WORK TO BE COMPLETED: Find every line in the records below that contains the word "black" and copy each of those lines.

====== DATASET RECORDS

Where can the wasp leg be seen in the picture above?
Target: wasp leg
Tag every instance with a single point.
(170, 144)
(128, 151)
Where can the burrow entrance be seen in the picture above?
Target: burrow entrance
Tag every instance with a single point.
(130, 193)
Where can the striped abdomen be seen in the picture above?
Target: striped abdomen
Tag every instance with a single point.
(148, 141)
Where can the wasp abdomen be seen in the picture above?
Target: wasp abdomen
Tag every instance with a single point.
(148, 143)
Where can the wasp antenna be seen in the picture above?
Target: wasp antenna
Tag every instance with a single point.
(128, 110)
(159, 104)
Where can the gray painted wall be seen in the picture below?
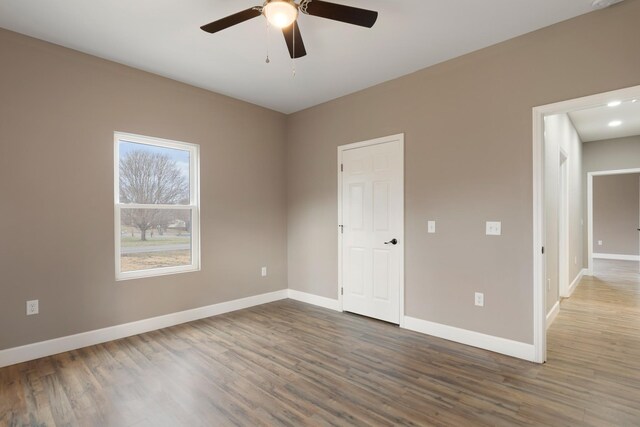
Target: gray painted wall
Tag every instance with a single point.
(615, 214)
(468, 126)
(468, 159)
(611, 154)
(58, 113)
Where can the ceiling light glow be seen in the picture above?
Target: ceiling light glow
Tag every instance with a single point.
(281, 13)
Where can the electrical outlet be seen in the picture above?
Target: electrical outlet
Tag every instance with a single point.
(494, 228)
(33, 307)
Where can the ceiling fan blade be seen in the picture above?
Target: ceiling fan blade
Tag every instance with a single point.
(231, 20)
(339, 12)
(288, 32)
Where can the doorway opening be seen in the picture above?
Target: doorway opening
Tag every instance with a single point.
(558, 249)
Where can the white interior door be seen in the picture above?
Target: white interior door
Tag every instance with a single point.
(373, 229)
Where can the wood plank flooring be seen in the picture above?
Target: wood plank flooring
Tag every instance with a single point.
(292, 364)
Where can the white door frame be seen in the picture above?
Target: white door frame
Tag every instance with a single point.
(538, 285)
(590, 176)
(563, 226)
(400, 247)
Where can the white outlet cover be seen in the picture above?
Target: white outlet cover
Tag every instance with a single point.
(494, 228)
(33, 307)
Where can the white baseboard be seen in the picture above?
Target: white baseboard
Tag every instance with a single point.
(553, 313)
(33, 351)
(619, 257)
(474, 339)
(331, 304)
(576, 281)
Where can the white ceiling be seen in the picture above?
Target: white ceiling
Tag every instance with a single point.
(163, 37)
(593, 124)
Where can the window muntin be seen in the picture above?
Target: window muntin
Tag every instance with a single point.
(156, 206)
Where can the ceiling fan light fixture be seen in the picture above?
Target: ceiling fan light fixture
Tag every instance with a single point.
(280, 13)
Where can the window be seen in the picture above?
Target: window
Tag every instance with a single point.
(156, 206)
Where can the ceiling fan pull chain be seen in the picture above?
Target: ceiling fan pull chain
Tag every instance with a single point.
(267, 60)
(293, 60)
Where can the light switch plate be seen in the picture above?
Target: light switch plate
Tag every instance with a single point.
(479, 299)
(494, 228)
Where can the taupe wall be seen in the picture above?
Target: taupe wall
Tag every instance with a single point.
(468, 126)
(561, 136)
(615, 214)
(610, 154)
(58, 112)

============
====== DATASET RECORDS

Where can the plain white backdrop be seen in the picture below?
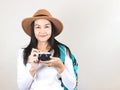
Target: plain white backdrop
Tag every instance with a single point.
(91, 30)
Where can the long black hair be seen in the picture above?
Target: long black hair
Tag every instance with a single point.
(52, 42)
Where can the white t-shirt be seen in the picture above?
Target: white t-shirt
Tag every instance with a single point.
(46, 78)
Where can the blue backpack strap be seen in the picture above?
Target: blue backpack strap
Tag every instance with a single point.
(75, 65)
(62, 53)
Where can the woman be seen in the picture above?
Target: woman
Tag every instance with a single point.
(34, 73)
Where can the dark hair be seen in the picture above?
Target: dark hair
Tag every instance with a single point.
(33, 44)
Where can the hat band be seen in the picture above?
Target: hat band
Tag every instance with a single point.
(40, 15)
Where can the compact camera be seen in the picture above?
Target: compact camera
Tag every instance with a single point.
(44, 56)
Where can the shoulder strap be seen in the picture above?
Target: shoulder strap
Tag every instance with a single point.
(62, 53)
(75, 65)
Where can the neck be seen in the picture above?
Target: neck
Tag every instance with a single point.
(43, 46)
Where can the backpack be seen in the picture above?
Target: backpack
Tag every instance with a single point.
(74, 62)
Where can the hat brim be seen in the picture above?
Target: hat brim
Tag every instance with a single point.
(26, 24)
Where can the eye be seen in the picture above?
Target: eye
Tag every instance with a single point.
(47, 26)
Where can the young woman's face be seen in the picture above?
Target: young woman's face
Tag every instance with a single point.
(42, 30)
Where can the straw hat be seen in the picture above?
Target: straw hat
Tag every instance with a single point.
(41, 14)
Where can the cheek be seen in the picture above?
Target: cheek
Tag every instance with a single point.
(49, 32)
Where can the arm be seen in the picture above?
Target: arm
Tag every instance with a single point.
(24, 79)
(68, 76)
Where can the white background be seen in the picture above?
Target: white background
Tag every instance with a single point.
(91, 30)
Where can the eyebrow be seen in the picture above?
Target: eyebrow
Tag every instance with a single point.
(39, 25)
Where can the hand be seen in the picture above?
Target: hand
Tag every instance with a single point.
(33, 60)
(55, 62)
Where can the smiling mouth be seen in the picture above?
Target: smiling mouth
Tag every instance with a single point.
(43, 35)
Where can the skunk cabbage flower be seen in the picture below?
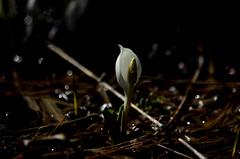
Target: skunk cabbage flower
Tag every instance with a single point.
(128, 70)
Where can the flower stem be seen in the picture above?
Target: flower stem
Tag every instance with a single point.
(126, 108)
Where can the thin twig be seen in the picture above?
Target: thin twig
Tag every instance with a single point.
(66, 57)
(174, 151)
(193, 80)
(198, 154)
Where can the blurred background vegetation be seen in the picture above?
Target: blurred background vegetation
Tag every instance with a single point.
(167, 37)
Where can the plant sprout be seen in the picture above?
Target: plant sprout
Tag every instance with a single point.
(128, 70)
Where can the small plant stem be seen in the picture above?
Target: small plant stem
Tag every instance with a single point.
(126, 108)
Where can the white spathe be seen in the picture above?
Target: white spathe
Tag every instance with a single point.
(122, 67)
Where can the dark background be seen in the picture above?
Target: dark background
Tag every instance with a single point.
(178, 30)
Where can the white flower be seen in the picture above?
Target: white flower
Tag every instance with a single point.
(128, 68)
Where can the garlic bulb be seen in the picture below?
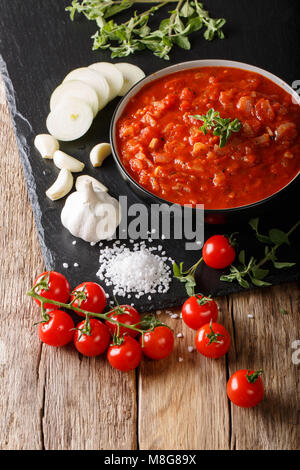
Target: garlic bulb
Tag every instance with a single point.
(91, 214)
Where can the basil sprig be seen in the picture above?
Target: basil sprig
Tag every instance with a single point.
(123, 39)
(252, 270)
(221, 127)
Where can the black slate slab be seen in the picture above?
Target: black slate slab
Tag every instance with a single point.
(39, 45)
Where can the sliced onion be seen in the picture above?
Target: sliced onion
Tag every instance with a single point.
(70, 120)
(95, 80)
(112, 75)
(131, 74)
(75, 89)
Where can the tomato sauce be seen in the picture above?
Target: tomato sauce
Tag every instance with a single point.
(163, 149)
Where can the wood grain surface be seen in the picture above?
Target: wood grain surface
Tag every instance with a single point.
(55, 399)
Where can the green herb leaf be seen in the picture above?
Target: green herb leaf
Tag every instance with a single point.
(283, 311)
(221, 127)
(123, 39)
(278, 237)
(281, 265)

============

SOLVED PROBLEM:
Where can the long black hair be seen in the picture above?
Target: long black hair
Where can the black slate slab be seen in the picture above?
Target: black slate slab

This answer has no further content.